* _SOURCE TEXT_
DEERFIELD, Ill., Nov. 13 /PRNewswire/ -- Pregis Corporation, a leading international manufacturer, marketer, and supplier of protective packaging products and specialty packaging solutions, today announced its financial results for the third quarter of 2008.

The Company's net sales in the third quarter were $265.2 million, an increase of 8.2% over net sales of $245.2 million in the third quarter of 2007. Excluding the impact of favorable foreign currency translation and sales from an acquisition made in the fourth quarter of 2007, the quarter's net sales increased 2.5% compared to the prior year quarter.

Gross profit margin, as a percent of net sales, was 22.4% in the third quarter of 2008, compared to 23.1% in the third quarter of 2007. The decline in gross margin was primarily due to significantly increased costs of resin, fuel and other raw materials in the 2008 period. According to the CMAI indices, resin costs in the U.S. and Europe increased approximately 31% and 17%, respectively, in the third quarter of 2008 compared to the third quarter of 2007. The third quarter gross margin percentage improved 100-basis points compared to the gross profit margin of 21.4% in the second quarter of 2008, reflecting the impact of selling price increases implemented during the quarter as well as the impact of continued cost reduction initiatives.

* _TASK REQUIREMENTS_
**a.** Repeat the Pregis earnings release from "Gross profit margin, as" up to and including "cost reduction initiatives.".
**b.** According to the Pregis earnings release, what were the company's net sales in the third quarter of 2007?
**c.** Using the Pregis earnings release, explain why the gross profit margin fell in the third quarter of 2008 compared with the third quarter of 2007.
Rely on the Pregis earnings release alone.

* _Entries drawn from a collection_
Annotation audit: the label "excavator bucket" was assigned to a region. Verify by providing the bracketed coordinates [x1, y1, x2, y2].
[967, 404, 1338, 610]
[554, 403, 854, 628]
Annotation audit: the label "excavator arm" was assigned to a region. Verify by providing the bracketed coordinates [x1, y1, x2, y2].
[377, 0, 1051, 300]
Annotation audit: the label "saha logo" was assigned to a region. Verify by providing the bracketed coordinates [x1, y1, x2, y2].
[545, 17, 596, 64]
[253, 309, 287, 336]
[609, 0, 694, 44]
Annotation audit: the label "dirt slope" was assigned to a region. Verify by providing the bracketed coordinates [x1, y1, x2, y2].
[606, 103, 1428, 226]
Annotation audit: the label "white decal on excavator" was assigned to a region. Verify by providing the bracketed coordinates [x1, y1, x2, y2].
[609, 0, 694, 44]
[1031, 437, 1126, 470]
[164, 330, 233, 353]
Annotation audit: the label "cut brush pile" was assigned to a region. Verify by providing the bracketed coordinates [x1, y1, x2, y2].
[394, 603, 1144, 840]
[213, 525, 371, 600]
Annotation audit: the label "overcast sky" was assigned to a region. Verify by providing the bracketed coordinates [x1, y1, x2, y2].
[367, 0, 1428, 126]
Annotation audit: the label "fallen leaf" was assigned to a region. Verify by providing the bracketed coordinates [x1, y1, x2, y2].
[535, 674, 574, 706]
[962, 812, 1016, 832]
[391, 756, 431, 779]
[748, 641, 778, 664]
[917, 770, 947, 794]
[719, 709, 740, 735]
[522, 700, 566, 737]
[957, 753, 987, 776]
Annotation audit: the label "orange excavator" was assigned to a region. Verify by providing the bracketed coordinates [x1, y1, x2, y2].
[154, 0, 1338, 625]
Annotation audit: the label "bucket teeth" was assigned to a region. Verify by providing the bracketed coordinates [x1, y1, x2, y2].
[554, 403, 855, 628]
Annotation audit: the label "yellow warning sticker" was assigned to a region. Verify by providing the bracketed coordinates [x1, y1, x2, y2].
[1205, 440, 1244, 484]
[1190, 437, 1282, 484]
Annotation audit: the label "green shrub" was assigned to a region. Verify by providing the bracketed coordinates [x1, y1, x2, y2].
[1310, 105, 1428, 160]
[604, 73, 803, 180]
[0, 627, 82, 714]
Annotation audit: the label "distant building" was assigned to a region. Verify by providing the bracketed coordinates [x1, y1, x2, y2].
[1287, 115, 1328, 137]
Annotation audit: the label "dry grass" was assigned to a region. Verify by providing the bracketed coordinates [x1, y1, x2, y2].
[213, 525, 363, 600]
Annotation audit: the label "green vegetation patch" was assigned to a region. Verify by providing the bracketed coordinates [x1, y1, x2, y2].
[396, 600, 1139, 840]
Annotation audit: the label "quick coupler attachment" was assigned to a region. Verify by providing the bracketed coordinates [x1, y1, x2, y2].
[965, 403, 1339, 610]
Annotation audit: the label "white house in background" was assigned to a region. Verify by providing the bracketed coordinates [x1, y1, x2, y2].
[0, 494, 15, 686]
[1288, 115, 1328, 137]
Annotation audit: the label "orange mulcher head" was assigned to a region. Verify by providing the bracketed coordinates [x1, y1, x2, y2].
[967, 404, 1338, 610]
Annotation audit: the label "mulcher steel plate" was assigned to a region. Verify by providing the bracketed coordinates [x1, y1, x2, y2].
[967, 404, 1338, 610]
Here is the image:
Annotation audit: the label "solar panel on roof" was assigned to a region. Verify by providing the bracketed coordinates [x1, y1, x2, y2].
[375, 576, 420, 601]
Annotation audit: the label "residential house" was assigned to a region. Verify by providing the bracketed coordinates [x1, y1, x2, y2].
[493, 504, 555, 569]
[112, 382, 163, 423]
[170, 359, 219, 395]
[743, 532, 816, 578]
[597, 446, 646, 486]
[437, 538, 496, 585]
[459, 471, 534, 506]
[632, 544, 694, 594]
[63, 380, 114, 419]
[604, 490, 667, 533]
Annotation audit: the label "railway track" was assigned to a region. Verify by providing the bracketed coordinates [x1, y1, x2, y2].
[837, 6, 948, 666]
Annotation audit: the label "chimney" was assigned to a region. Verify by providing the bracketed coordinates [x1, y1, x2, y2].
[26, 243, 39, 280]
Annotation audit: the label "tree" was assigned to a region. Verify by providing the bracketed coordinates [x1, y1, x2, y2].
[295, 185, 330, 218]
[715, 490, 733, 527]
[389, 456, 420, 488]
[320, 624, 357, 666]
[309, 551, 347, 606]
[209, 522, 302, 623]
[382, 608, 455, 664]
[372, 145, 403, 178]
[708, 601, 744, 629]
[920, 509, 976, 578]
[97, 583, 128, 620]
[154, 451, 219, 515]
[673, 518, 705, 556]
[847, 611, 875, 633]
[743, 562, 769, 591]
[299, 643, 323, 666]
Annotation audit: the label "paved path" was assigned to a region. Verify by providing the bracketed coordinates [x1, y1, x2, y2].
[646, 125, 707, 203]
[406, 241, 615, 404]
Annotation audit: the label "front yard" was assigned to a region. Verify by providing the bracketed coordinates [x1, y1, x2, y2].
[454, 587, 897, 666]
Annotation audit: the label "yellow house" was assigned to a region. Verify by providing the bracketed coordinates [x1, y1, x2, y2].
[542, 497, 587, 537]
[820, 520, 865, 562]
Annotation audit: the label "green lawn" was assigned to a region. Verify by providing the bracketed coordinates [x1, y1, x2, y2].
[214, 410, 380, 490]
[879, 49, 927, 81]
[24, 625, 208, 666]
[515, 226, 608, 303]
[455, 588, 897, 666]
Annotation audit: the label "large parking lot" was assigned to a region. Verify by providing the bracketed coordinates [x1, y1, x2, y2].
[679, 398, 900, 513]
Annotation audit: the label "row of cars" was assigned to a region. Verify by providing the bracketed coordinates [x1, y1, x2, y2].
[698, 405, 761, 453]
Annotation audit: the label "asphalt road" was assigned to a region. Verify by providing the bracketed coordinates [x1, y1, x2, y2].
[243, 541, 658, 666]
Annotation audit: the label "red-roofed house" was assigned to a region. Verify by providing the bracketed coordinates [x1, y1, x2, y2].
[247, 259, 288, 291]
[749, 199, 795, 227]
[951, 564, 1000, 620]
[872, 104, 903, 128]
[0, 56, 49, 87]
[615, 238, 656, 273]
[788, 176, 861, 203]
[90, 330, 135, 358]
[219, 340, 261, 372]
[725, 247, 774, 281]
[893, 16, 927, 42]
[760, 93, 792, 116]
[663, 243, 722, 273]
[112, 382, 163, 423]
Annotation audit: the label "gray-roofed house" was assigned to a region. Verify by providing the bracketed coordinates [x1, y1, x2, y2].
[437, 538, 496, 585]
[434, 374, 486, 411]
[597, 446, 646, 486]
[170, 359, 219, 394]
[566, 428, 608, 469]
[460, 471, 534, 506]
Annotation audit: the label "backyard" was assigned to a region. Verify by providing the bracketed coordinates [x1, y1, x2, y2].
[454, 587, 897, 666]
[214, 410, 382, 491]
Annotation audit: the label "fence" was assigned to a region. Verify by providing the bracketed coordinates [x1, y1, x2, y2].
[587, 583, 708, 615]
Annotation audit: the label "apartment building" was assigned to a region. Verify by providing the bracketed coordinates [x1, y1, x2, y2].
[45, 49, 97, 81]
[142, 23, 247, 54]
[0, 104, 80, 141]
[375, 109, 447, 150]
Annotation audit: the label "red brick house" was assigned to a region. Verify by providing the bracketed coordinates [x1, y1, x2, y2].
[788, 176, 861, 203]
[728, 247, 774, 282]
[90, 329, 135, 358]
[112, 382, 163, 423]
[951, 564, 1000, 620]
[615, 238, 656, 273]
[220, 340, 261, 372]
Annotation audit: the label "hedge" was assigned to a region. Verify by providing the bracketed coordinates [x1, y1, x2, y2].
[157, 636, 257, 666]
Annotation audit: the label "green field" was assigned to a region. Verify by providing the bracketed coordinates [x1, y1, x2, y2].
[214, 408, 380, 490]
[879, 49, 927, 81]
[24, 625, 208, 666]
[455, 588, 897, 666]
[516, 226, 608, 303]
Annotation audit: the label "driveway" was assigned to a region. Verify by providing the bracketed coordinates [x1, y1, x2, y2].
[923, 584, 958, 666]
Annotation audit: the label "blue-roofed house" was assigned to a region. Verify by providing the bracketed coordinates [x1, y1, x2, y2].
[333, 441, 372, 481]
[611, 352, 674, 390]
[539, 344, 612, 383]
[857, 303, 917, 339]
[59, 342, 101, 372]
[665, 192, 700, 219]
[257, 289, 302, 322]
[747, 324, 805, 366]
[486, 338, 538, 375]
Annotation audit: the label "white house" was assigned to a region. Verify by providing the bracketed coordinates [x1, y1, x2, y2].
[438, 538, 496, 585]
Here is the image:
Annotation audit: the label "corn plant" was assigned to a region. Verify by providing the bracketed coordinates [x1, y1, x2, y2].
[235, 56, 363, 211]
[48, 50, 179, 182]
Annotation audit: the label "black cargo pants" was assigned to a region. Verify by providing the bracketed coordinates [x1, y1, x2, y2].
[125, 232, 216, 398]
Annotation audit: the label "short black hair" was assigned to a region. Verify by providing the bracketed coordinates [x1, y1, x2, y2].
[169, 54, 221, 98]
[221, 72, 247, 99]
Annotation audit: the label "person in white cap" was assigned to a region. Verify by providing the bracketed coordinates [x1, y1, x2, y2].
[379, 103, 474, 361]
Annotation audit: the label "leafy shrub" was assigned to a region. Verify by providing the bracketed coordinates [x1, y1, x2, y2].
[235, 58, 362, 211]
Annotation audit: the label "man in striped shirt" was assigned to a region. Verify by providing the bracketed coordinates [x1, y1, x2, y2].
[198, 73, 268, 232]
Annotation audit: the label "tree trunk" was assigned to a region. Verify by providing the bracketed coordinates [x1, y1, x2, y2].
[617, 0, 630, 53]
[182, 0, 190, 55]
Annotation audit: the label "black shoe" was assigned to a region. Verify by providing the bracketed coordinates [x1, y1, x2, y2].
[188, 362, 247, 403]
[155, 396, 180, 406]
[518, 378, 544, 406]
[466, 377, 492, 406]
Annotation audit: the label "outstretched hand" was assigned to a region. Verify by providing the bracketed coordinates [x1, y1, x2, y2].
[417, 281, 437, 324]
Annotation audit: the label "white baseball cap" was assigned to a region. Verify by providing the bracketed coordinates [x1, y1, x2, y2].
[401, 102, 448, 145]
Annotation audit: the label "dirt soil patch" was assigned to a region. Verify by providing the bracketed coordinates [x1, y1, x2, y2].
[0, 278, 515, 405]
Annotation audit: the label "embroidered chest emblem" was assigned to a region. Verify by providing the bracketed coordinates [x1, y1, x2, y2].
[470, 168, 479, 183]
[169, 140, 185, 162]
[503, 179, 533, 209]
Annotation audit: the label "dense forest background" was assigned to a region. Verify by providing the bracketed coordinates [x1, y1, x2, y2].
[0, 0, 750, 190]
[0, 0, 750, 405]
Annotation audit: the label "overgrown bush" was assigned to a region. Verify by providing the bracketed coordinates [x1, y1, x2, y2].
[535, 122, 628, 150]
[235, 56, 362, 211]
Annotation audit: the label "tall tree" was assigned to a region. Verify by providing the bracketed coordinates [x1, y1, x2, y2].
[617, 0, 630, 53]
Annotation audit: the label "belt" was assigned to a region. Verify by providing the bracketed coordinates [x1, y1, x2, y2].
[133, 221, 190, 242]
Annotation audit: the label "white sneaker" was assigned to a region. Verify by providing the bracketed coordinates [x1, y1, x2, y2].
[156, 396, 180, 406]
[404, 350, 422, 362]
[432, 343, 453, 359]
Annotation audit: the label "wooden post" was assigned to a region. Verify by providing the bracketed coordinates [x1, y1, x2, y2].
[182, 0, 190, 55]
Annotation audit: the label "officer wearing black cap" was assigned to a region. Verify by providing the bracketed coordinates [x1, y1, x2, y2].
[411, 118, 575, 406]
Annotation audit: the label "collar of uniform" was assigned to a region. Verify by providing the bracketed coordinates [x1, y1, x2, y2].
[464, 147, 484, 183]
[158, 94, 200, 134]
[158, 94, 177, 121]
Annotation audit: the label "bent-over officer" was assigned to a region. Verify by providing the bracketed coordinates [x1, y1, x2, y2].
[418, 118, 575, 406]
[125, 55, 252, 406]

* _ANSWERS FOR EACH ITEM_
**a.**
Gross profit margin, as a percent of net sales, was 22.4% in the third quarter of 2008, compared to 23.1% in the third quarter of 2007. The decline in gross margin was primarily due to significantly increased costs of resin, fuel and other raw materials in the 2008 period. According to the CMAI indices, resin costs in the U.S. and Europe increased approximately 31% and 17%, respectively, in the third quarter of 2008 compared to the third quarter of 2007. The third quarter gross margin percentage improved 100-basis points compared to the gross profit margin of 21.4% in the second quarter of 2008, reflecting the impact of selling price increases implemented during the quarter as well as the impact of continued cost reduction initiatives.

**b.** $245.2 million.

**c.** The margin dropped from 23.1% to 22.4% mainly because costs of resin, fuel and other raw materials rose significantly in the 2008 period. According to the CMAI indices, resin costs rose about 31% in the U.S. and 17% in Europe over the prior-year quarter.